Re: Unsupported encoding GB18030

Posted by Yonik Seeley <yo...@lucidimagination.com>.
Being practical, it's all about "If this is likely to fail for enough
users", as I said in my previous post.
I don't really know the answer to that at this point.

-Yonik
http://www.lucenerevolution.org -- Lucene/Solr User Conference, May
25-26, San Francisco


On Fri, Apr 1, 2011 at 11:12 AM, Uwe Schindler <uw...@thetaphi.de> wrote:
> Hi Yonik,
>
> I started my virtual box with fresh windows xp snapshot. Downloaded JDK
> 1.6.0_24 and Solr 3.1.0. Started solr and then "java -jar post.jar *.xml" ->
> success.

----------------------------------------

• [Task list]
- a) In the forum post, which JDK version was downloaded onto the fresh Windows XP snapshot?
- b) Reproduce the entries verbatim, starting with the line that contains "target | door knob" and continuing through the last line of the entries.

Stored records
----------------------------------------

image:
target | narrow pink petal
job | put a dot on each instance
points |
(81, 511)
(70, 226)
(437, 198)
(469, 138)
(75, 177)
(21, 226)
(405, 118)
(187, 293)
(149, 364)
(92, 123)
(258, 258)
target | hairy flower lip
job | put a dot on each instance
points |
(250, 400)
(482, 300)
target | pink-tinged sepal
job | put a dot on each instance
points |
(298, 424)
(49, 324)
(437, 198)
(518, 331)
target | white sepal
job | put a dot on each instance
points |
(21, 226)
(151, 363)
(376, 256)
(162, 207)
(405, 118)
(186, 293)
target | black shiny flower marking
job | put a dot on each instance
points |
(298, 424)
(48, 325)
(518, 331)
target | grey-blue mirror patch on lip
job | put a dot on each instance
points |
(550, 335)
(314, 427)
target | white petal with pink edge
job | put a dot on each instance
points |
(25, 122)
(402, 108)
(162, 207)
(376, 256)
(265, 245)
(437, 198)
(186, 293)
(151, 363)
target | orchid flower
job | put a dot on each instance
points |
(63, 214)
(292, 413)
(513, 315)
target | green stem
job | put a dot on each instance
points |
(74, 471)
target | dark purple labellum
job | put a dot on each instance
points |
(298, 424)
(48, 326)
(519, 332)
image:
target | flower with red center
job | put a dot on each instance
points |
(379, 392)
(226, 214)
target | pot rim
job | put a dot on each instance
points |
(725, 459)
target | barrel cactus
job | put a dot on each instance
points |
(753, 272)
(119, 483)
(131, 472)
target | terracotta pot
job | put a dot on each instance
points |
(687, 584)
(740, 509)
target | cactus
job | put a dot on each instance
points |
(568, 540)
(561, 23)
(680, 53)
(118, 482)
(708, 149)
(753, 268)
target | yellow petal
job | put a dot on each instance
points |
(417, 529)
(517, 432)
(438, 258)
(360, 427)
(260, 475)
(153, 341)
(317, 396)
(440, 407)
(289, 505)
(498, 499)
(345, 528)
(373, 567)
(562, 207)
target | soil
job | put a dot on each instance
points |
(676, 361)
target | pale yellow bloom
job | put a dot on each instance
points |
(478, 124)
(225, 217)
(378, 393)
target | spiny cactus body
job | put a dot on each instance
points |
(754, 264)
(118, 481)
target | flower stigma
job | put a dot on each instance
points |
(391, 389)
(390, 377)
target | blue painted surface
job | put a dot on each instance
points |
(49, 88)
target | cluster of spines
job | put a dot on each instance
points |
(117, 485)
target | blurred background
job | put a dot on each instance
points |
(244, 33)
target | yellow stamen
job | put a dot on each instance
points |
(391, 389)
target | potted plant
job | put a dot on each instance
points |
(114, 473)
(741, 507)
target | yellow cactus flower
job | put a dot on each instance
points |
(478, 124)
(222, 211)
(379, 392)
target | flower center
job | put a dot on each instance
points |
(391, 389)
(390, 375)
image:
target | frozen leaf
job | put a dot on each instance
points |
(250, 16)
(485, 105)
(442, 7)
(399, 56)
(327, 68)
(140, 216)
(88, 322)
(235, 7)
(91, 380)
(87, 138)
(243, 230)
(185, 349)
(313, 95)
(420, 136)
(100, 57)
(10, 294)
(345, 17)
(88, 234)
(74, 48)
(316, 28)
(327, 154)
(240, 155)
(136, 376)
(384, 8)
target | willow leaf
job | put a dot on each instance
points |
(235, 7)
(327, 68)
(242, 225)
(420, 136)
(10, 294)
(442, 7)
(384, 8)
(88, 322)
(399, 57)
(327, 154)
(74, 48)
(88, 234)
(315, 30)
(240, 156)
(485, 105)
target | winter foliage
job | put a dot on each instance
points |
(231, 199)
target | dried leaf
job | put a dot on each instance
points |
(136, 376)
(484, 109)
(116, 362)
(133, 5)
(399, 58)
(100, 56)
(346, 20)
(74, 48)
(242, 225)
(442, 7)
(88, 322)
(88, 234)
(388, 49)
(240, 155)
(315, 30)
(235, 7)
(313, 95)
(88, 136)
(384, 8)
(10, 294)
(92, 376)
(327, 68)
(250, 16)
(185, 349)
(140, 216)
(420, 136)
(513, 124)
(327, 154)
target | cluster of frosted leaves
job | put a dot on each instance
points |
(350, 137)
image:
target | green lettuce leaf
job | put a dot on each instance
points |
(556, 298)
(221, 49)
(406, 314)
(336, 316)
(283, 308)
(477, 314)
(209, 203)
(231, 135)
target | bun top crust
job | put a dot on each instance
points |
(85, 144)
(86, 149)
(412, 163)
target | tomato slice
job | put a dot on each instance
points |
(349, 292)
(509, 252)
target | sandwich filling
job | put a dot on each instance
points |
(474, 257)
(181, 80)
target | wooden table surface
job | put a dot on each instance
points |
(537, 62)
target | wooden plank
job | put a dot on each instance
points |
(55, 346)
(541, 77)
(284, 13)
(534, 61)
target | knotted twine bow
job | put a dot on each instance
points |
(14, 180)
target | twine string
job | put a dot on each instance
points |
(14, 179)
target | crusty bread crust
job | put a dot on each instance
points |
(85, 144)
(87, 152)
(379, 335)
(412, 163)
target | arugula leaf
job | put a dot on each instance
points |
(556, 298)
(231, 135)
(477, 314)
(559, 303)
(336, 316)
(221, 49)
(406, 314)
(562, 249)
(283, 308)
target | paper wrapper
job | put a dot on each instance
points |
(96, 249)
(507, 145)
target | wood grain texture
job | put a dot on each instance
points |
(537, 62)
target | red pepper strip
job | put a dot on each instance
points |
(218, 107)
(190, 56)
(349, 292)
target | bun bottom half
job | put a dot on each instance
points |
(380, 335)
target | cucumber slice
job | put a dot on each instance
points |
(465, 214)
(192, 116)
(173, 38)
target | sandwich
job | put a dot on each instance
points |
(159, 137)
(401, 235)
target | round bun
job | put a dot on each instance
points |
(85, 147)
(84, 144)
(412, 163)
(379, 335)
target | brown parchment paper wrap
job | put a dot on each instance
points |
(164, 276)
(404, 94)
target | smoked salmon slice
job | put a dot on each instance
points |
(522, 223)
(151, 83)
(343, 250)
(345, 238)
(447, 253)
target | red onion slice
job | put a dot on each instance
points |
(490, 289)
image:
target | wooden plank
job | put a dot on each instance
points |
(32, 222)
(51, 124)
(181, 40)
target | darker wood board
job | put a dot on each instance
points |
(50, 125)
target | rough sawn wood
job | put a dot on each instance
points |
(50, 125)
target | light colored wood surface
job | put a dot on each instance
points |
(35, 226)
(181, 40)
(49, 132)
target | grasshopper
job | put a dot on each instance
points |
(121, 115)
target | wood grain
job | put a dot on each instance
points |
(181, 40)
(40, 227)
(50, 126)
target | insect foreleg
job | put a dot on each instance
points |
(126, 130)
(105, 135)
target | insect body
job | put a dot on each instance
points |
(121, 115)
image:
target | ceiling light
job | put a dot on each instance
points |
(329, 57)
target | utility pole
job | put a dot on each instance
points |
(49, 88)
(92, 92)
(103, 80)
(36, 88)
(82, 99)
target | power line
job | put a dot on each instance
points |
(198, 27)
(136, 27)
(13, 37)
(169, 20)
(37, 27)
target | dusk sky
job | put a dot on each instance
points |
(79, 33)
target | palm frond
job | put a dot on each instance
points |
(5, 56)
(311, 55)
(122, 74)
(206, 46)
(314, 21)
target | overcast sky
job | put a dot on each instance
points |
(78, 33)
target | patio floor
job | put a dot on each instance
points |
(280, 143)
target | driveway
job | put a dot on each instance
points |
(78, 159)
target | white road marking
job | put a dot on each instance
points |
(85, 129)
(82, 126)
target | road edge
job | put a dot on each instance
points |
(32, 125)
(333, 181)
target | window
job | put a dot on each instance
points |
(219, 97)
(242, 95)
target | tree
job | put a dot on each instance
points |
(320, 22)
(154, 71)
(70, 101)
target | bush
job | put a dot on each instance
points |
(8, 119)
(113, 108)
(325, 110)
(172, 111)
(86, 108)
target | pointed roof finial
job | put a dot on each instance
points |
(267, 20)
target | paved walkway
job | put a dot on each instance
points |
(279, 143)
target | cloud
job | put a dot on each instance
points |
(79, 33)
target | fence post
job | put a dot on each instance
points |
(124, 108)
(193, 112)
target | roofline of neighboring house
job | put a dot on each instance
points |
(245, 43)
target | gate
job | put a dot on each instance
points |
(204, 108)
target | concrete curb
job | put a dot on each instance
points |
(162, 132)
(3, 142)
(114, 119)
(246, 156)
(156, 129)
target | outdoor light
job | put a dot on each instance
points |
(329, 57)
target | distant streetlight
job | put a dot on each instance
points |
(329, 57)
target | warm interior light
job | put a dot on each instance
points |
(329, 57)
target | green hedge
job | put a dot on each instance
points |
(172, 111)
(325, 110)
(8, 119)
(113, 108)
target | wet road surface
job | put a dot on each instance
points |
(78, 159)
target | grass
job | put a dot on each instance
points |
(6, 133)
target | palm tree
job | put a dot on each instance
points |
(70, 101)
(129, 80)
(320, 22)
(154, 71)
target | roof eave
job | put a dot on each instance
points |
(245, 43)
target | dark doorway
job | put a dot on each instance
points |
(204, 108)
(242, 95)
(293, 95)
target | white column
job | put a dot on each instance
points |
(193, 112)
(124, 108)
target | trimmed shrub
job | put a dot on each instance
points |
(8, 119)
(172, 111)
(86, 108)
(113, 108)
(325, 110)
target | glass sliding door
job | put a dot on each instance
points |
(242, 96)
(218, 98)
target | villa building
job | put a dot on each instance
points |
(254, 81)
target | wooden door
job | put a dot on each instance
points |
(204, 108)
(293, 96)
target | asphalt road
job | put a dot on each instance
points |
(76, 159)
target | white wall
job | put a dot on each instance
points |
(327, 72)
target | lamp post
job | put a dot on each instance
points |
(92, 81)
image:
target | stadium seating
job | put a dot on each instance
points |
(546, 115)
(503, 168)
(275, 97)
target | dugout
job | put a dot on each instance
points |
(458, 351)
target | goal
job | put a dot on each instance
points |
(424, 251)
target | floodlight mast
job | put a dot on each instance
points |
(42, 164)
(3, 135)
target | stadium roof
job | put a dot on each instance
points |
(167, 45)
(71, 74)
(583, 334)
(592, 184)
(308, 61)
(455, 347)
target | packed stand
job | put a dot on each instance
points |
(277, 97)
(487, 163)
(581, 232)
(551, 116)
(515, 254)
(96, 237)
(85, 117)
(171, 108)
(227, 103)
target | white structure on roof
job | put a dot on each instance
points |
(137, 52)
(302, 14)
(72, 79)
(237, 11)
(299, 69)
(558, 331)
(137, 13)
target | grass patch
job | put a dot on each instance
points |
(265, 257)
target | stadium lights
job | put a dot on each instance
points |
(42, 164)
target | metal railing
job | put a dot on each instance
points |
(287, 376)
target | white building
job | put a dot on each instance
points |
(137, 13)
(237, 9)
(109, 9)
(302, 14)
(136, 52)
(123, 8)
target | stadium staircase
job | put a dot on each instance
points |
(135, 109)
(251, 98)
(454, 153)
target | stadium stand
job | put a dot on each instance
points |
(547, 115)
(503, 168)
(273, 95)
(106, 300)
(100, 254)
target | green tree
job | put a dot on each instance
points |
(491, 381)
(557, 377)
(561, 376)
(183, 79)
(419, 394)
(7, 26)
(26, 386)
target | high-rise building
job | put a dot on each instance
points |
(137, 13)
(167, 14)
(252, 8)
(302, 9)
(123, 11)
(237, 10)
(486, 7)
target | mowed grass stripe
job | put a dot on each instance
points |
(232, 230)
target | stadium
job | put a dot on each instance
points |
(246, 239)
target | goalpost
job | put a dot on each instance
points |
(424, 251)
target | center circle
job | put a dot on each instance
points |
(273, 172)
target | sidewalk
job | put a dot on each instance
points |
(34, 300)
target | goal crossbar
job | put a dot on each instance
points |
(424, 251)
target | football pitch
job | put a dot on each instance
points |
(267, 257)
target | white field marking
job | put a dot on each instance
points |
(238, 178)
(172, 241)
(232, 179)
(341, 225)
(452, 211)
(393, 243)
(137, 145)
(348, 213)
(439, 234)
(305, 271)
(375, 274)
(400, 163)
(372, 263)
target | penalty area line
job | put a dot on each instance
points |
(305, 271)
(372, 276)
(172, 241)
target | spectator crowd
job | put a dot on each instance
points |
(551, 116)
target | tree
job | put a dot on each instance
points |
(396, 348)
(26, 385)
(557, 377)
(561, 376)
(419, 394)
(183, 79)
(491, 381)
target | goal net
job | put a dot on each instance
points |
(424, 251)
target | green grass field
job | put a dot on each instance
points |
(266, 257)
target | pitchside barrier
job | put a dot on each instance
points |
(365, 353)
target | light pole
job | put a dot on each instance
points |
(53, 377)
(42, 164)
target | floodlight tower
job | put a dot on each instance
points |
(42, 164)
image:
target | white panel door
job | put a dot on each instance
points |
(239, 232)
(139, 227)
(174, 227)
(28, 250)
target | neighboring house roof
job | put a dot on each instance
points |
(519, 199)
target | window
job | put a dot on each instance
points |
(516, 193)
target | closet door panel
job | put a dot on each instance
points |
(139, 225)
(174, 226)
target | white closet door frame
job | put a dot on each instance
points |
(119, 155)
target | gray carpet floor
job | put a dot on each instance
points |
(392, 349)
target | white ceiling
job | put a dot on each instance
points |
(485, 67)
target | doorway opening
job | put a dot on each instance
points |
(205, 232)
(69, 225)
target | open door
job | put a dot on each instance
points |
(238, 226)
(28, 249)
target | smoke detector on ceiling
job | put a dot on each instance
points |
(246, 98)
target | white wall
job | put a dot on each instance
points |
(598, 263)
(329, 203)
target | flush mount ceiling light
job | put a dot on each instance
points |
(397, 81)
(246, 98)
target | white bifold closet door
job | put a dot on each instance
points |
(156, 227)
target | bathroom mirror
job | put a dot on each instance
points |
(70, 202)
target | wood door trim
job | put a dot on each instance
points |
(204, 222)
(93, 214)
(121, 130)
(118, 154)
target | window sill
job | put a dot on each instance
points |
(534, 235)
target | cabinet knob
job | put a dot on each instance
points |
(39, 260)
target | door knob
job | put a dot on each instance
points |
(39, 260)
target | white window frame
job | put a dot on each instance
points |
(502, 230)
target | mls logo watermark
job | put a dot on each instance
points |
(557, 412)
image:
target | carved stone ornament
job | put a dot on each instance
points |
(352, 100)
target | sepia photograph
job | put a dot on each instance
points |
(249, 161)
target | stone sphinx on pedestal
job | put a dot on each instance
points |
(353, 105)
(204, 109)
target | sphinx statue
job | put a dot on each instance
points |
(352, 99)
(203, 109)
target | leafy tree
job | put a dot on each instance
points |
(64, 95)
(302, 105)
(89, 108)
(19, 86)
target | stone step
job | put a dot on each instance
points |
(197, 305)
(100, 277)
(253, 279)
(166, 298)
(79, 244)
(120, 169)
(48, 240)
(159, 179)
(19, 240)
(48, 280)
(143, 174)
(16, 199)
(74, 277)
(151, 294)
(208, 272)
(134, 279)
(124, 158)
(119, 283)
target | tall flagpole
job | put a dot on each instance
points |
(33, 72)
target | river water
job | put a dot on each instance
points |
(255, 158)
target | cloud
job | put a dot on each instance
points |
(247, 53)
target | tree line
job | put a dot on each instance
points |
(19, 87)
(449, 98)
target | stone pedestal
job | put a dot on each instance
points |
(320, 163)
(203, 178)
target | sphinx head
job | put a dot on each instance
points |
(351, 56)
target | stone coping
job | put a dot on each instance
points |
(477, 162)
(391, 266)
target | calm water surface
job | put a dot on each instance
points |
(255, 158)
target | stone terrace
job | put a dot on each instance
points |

----------------------------------------

• [Exercise responses]
- a) JDK 1.6.0_24

- b)
target | door knob
job | put a dot on each instance
points |
(39, 260)
target | white window frame
job | put a dot on each instance
points |
(502, 230)
target | mls logo watermark
job | put a dot on each instance
points |
(557, 412)
image:
target | carved stone ornament
job | put a dot on each instance
points |
(352, 100)
target | sepia photograph
job | put a dot on each instance
points |
(249, 161)
target | stone sphinx on pedestal
job | put a dot on each instance
points |
(353, 105)
(204, 109)
target | sphinx statue
job | put a dot on each instance
points |
(352, 99)
(203, 109)
target | leafy tree
job | put a dot on each instance
points |
(64, 95)
(302, 105)
(89, 108)
(19, 86)
target | stone step
job | put a dot on each instance
points |
(197, 305)
(100, 277)
(253, 279)
(166, 298)
(79, 244)
(120, 169)
(48, 240)
(159, 179)
(19, 240)
(48, 280)
(143, 174)
(16, 199)
(74, 277)
(151, 294)
(208, 272)
(134, 279)
(124, 158)
(119, 283)
target | tall flagpole
job | put a dot on each instance
points |
(33, 72)
target | river water
job | put a dot on each instance
points |
(255, 158)
target | cloud
job | put a dot on each instance
points |
(247, 53)
target | tree line
job | put a dot on each instance
points |
(19, 87)
(449, 98)
target | stone pedestal
job | put a dot on each instance
points |
(320, 163)
(203, 178)
target | sphinx head
job | put a dot on each instance
points |
(351, 56)
target | stone coping
job | put a dot on each instance
points |
(477, 162)
(391, 266)
target | calm water surface
job | put a dot on each instance
points |
(255, 158)
target | stone terrace
job | put a dot on each instance
points |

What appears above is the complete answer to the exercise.